▶ _PROBLEM DETAILS_:
In the piece on music and television below, condense the paragraph that begins "I have been having this constant conversation" into a shorter version that keeps its main facts.

▶ _EXCERPT PROVIDED_:
>>>>
Music and Television

I have been having this constant conversation about music and tv and video games and the effects they have on your life, constantly for the last 5 years with my older kids. Lately, it is Mik and yes it is Kade too but his moments are a little less.

I am tired of the battle and this is kind of the stance I am taking: I am starting to ask them a few questions:
1. What is your end goal in your relationship with God?

2. Is the music , tv, or video games causing you to desire worldly ways over Eternal ways.

3. Are you embarrassed to play them out load at church or in front of your grandparents?
<<<<
▶ _DATA LINES_:
>>>>
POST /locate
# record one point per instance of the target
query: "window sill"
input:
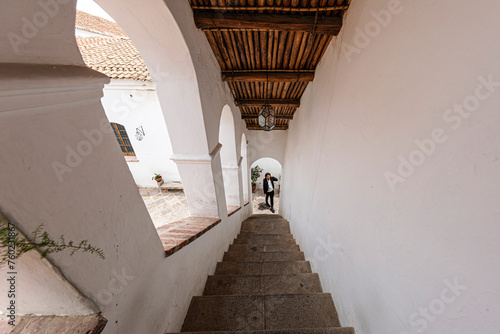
<<<<
▶ _EXPECTED ANSWER_:
For five years I've kept talking with my older kids about how music, TV, and video games affect your life. Lately it's mostly Mik, and Kade too, though less often.